• [TASK TO CARRY OUT]
Gather every line of the records below that contains the word "background", matching case exactly.

───── DATA SHOWN

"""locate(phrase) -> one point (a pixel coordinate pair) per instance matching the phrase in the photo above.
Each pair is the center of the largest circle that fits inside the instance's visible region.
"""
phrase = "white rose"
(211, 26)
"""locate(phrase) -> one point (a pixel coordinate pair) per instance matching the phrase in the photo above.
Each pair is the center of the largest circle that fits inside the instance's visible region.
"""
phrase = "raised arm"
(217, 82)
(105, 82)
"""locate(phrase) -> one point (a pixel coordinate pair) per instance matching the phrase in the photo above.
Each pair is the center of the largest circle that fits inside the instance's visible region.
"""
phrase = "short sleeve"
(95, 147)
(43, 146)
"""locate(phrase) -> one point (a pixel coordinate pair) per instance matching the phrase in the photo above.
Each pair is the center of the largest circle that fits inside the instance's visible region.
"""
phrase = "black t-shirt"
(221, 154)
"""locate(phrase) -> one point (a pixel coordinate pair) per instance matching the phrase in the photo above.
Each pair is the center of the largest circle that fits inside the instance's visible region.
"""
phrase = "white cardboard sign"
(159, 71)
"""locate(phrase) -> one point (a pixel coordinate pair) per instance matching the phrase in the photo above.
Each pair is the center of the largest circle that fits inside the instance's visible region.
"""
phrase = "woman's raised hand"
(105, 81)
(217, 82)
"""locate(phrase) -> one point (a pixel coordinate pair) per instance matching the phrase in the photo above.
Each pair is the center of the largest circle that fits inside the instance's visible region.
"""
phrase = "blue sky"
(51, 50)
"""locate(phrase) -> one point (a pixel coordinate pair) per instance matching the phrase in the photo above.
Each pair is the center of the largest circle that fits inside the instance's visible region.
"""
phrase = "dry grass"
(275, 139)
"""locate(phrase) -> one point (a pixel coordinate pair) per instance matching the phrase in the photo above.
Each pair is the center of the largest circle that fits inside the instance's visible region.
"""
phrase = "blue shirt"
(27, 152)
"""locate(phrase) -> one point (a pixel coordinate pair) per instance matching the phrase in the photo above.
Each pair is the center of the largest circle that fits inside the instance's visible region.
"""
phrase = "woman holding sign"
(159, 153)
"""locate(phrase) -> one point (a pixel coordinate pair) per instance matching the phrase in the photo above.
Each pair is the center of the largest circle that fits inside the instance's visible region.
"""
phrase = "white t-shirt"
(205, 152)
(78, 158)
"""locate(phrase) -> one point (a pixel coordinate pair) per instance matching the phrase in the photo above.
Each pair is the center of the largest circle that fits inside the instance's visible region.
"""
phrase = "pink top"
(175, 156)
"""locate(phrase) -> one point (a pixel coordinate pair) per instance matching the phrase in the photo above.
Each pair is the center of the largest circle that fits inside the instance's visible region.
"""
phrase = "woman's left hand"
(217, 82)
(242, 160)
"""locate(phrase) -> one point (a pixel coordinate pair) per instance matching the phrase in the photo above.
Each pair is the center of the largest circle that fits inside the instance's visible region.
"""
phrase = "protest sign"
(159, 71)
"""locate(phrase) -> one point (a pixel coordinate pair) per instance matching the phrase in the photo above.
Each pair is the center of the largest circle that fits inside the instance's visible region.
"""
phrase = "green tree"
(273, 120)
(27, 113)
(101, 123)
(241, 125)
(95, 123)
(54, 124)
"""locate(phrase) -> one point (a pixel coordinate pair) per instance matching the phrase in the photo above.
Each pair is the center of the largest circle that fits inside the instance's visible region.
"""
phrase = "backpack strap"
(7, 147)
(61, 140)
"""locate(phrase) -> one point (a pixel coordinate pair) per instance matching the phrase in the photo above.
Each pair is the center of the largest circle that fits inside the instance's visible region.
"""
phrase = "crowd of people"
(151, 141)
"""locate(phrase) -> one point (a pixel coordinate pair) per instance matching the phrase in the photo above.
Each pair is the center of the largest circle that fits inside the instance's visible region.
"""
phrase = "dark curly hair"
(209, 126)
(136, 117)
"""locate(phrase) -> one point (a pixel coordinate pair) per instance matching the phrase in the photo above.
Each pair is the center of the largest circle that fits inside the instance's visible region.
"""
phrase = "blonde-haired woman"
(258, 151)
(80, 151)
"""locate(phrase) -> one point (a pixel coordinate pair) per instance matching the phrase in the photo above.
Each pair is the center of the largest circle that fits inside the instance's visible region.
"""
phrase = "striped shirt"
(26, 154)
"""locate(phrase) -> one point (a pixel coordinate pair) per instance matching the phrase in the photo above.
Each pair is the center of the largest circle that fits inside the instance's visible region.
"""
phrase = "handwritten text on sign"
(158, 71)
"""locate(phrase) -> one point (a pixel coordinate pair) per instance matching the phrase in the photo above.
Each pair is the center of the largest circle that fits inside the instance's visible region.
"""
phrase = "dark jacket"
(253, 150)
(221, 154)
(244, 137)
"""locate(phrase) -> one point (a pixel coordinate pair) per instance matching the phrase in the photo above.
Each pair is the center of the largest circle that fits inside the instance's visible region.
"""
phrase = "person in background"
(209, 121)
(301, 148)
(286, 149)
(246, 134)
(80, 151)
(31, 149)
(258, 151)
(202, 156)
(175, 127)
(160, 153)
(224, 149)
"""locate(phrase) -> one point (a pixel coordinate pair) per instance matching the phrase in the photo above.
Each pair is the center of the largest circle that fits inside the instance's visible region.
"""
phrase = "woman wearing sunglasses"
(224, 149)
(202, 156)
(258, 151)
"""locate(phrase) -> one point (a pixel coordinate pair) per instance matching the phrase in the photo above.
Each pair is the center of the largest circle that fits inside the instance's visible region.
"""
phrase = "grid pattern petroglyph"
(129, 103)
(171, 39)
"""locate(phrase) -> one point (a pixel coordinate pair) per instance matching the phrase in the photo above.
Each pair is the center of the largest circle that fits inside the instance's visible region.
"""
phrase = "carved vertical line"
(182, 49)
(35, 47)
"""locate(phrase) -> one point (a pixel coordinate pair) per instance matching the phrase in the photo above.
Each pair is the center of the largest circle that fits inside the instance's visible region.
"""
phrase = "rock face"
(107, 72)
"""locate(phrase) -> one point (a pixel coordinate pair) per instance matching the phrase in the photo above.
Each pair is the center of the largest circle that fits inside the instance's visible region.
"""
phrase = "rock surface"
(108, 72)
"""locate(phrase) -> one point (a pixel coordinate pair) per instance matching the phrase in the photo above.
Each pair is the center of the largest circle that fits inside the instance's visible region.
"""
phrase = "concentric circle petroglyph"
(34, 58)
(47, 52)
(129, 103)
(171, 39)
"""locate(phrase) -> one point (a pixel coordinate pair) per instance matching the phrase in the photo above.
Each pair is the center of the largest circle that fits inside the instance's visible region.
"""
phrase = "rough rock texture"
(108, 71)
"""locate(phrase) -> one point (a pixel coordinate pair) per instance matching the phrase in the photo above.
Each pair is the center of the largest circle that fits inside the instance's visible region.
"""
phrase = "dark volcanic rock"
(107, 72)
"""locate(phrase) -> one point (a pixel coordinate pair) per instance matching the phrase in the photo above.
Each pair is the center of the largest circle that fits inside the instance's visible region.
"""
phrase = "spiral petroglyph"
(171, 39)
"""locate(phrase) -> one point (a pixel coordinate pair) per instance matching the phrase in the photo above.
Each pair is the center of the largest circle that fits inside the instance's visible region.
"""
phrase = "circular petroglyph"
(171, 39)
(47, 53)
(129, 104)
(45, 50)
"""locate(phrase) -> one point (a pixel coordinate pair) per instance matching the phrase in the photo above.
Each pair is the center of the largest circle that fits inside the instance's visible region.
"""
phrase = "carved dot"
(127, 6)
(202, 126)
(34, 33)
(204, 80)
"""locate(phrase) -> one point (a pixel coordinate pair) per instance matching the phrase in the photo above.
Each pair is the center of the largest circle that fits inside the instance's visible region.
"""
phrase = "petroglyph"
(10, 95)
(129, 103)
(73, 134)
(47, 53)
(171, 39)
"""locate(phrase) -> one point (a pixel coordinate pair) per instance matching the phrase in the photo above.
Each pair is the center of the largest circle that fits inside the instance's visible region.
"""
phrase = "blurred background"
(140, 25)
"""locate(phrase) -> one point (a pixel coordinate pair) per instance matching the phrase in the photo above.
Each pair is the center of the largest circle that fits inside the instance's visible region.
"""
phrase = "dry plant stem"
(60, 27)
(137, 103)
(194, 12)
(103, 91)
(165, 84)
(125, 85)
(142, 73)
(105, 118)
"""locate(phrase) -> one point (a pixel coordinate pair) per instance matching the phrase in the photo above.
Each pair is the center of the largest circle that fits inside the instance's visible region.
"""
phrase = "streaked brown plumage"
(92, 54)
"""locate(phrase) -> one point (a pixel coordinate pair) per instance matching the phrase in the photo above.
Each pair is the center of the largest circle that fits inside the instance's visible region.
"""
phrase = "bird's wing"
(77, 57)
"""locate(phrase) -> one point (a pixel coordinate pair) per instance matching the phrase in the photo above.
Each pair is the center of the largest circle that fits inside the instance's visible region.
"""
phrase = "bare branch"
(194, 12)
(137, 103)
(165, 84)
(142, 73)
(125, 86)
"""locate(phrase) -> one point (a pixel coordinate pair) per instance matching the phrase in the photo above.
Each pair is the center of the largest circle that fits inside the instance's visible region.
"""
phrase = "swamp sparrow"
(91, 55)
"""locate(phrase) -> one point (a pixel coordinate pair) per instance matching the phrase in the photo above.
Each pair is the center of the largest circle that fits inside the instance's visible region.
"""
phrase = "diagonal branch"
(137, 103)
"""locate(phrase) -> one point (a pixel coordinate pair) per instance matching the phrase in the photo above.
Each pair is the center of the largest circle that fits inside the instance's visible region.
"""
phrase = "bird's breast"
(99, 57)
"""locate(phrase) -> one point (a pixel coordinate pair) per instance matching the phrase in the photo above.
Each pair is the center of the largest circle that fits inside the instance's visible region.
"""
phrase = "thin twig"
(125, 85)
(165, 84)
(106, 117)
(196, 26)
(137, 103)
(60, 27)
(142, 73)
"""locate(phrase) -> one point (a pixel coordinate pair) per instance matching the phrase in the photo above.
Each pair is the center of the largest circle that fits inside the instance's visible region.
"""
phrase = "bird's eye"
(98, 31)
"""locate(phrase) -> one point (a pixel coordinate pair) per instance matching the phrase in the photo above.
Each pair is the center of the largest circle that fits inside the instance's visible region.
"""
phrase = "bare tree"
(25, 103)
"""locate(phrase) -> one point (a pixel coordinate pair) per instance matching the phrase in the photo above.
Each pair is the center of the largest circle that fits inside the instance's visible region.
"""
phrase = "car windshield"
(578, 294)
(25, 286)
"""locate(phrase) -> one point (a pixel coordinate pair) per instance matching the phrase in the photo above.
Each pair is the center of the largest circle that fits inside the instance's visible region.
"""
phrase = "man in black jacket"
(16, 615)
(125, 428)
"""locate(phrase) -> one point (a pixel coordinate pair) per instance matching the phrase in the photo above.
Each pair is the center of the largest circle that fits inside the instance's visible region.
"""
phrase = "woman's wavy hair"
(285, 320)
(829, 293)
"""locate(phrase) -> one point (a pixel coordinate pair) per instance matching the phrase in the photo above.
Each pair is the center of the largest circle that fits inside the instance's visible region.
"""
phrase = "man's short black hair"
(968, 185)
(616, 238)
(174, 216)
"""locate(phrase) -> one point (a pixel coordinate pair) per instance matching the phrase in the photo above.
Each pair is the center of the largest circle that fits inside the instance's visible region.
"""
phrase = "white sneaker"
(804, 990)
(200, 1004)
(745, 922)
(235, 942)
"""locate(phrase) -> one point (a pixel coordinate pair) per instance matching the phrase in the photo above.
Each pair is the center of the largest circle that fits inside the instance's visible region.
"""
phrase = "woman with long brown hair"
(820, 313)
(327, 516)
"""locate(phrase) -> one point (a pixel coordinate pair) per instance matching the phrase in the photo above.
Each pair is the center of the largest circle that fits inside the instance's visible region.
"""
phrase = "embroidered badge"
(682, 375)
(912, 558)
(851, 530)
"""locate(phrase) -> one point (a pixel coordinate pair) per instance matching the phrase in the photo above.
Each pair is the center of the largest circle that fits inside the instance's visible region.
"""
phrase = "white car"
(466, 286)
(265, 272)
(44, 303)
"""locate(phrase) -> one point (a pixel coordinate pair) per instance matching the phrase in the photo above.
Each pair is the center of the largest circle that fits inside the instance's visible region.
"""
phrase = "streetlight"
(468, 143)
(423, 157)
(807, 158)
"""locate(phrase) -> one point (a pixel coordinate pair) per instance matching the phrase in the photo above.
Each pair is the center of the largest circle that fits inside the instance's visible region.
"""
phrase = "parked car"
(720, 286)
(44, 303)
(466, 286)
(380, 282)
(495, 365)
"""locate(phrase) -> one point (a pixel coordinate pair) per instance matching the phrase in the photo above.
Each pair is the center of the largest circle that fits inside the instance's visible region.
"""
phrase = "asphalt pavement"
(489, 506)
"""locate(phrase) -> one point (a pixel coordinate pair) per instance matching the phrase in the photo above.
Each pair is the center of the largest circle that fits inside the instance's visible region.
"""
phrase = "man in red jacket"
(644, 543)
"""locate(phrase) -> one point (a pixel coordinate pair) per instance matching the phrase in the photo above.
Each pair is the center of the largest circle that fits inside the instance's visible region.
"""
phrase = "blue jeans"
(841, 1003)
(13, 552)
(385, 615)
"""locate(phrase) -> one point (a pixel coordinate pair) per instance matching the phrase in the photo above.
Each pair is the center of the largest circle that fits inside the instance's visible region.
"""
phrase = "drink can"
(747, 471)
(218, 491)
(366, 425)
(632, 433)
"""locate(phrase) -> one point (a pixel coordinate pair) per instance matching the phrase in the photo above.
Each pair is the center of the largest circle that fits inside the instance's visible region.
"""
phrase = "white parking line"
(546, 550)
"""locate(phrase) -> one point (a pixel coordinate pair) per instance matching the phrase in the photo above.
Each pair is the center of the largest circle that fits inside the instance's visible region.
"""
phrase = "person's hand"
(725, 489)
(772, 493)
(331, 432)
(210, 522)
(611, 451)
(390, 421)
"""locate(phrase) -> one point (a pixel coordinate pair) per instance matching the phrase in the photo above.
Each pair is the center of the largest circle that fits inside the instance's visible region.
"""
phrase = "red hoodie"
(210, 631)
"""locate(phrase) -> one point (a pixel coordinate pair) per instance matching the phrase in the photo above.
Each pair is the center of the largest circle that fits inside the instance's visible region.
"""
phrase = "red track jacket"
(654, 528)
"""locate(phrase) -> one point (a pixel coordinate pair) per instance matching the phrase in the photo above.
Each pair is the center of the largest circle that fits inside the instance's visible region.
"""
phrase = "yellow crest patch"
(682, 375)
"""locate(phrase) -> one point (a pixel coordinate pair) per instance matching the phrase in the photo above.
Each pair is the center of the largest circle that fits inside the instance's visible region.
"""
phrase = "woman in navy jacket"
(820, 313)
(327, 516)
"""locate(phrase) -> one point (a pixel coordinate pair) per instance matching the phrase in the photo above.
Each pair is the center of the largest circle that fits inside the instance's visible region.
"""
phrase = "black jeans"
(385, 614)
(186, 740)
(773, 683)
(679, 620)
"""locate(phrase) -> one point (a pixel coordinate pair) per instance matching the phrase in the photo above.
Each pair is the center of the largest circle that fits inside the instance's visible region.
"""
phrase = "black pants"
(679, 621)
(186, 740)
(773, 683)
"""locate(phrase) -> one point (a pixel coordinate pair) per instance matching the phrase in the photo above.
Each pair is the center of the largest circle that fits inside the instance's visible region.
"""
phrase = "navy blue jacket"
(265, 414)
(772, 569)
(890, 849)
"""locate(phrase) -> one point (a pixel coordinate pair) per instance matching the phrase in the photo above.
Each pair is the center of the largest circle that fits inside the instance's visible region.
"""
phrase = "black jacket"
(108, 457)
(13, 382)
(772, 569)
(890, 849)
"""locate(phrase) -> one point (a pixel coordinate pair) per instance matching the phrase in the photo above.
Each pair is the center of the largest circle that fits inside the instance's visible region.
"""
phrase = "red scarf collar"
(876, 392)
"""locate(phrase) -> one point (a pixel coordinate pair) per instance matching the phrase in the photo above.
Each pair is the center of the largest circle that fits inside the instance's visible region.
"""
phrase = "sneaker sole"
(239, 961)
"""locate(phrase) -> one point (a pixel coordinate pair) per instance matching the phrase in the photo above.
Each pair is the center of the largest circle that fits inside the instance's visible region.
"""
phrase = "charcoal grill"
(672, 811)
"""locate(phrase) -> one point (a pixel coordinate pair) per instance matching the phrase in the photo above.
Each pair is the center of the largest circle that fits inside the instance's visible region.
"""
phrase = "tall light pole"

──────────

• [COMPLETE RESPONSE]
phrase = "person in background"
phrase = "blurred background"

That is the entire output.